◆ Given request 1
Condense the paragraph of the article on math teacher professional development that begins "Having worked in professional development" into a shorter version that keeps its main facts.
◆ Given request 2
Transcribe the part of the article on math teacher professional development that opens with the words containing "Mathematics Teacher PD: A" and closes with "into general success.".

◆ Reading text
──────────
Mathematics Teacher PD: A Paradox and a Contradiction Walk into the Classroom

Having worked in professional development (PD) with math teachers for a collective 40+ years, we’ve detected a possible paradox and a concerning contradiction in our field. The paradox is that there are many excellent PD efforts going on and have been for decades, with many reports of success in the literature, but math instruction itself is largely unchanged (at least in the U.S.). For decades math instruction has remained rooted in procedural-focused, teacher-centered patterns. From a broad view, the many specific PD successes have not accumulated into general success.

The contradiction is that professional developers and teacher educators often emphasize to teachers that it is important to honor and build upon the knowledge and experiences, as well as the community and culture, that students bring with them into their learning. Yet, those same professional developers (including ourselves in the past) tend to center our own goals and visions for what we think instruction should be, and it is often quite distinct from conventional instruction. We put in a lot of effort—building relationships, leveraging resources, showing demonstrations, leading simulations, etc.—all to try to replace aspects of the teacher’s pedagogy (or their entire pedagogical model) with our own. Teachers’ current practice, their school’s traditional curriculum materials, the student and parent expectations, and the assessment regime all tend to be viewed as barriers to overcome.
──────────
A block of data
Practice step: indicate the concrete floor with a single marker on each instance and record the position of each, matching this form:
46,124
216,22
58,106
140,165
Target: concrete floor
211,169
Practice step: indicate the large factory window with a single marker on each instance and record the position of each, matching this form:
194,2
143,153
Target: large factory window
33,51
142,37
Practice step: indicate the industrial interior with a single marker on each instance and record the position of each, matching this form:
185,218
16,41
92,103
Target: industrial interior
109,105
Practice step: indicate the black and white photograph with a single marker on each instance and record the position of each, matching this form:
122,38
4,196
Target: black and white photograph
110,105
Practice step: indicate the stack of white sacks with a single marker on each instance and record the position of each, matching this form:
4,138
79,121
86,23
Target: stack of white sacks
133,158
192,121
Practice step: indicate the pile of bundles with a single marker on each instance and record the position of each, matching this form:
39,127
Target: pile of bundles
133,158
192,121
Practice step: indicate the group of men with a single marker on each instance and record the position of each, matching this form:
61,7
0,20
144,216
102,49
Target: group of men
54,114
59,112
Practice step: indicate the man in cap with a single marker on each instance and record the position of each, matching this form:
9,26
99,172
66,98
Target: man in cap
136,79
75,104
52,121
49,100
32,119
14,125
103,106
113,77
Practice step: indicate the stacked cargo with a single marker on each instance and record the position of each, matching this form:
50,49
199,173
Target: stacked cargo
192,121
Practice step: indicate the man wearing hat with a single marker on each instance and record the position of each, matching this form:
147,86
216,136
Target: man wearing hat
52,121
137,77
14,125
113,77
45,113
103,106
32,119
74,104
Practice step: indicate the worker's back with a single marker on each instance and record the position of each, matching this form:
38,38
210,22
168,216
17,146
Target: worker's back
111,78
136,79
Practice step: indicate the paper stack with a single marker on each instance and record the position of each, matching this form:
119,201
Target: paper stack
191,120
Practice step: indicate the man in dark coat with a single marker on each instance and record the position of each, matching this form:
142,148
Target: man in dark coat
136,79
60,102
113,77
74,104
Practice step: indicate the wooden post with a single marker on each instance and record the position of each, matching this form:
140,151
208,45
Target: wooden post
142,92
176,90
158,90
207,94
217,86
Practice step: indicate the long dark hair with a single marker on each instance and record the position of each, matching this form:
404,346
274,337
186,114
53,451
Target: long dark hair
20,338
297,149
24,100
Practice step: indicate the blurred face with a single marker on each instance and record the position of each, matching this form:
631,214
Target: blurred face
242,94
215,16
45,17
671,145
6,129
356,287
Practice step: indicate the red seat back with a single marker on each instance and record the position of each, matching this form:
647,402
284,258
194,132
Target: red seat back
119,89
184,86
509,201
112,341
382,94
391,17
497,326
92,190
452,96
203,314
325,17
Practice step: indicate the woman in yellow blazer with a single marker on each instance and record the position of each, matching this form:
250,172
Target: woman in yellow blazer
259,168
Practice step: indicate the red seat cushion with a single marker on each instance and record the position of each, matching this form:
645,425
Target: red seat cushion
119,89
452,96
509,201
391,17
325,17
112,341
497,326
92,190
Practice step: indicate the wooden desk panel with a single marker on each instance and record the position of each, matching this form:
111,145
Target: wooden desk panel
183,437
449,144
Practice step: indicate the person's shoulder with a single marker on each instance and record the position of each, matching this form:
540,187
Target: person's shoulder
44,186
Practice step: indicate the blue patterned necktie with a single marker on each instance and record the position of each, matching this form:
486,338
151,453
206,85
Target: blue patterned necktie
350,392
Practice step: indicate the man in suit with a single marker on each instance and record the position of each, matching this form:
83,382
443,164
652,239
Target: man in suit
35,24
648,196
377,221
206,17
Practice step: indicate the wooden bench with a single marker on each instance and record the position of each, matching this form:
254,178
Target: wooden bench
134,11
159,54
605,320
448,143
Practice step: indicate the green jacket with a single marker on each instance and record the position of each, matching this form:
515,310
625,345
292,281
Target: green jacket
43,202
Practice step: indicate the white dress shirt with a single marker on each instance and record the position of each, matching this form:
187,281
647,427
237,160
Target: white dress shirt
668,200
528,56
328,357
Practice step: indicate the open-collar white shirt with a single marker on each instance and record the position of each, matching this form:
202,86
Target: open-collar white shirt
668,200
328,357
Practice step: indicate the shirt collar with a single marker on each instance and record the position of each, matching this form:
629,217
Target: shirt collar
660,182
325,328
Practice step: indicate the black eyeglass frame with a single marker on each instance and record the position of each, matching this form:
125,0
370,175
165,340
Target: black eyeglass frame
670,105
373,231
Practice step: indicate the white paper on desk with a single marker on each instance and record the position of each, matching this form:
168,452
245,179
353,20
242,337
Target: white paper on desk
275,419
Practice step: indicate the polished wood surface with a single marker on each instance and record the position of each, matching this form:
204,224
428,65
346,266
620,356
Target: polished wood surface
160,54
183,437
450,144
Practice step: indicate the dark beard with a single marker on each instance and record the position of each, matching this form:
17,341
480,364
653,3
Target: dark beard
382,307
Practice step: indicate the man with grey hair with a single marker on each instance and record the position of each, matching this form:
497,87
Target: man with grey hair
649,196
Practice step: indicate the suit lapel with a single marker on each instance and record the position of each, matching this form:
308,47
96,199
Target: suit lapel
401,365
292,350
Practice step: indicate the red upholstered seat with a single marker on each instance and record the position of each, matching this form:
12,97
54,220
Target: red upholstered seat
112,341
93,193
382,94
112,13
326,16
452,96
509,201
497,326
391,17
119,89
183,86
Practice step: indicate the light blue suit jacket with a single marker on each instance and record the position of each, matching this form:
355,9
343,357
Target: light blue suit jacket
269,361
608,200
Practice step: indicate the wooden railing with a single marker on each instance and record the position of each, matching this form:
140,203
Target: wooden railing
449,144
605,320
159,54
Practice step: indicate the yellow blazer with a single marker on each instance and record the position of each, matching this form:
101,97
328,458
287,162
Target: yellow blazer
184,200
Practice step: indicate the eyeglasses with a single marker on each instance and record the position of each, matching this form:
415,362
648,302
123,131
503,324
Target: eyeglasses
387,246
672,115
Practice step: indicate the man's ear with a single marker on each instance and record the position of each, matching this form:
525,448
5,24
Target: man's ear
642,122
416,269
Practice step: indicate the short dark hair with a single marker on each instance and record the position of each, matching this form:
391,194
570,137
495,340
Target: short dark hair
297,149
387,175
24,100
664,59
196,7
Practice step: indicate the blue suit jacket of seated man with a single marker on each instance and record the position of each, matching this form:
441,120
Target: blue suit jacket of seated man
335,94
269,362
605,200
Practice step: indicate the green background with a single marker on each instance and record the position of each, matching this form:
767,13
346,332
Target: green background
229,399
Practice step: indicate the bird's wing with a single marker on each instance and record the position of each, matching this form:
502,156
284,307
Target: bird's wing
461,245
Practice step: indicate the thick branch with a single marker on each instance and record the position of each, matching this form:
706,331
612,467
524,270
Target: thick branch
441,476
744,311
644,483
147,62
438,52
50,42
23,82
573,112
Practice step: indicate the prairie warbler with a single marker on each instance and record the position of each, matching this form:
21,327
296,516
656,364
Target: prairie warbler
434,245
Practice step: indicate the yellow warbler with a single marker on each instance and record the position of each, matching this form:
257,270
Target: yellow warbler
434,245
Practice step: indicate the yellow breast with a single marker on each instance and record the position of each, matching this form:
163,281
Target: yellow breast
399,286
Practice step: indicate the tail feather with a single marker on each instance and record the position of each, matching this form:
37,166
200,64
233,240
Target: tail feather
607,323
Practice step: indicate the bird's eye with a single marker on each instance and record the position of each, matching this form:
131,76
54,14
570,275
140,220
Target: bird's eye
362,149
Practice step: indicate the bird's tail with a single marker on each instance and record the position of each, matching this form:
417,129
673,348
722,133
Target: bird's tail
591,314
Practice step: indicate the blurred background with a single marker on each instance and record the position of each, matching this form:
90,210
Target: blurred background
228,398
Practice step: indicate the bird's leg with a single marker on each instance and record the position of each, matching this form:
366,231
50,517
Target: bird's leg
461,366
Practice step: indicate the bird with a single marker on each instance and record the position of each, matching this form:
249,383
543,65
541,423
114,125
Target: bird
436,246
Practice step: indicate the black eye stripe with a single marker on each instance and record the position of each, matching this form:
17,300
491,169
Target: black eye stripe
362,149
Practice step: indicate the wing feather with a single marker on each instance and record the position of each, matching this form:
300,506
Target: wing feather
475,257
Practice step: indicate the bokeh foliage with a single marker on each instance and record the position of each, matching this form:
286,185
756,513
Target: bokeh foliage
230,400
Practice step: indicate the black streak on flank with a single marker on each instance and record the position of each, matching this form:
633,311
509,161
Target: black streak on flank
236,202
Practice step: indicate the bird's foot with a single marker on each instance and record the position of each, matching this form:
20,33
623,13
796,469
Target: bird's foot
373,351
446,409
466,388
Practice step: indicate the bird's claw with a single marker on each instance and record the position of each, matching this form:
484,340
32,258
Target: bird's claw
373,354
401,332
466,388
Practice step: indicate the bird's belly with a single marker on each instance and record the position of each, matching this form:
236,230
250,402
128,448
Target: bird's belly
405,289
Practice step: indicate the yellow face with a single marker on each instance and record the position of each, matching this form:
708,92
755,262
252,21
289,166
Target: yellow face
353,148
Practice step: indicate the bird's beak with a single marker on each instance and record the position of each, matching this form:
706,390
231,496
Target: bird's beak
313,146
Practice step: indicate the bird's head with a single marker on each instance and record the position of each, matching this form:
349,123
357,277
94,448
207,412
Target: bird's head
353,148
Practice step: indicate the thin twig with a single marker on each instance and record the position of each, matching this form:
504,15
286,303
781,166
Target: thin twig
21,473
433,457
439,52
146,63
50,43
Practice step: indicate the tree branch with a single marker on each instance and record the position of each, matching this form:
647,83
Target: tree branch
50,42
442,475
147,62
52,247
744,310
──────────
◆ Full output 1
With more than 40 combined years of professional development (PD) work with math teachers, the writers see a possible paradox in the field. Decades of excellent PD efforts and many reported successes have left math instruction largely unchanged, at least in the U.S. Instruction remains procedure-focused and teacher-centered. Taken broadly, the individual PD successes have not added up to general success.

◆ Full output 2
Mathematics Teacher PD: A Paradox and a Contradiction Walk into the Classroom

Having worked in professional development (PD) with math teachers for a collective 40+ years, we’ve detected a possible paradox and a concerning contradiction in our field. The paradox is that there are many excellent PD efforts going on and have been for decades, with many reports of success in the literature, but math instruction itself is largely unchanged (at least in the U.S.). For decades math instruction has remained rooted in procedural-focused, teacher-centered patterns. From a broad view, the many specific PD successes have not accumulated into general success.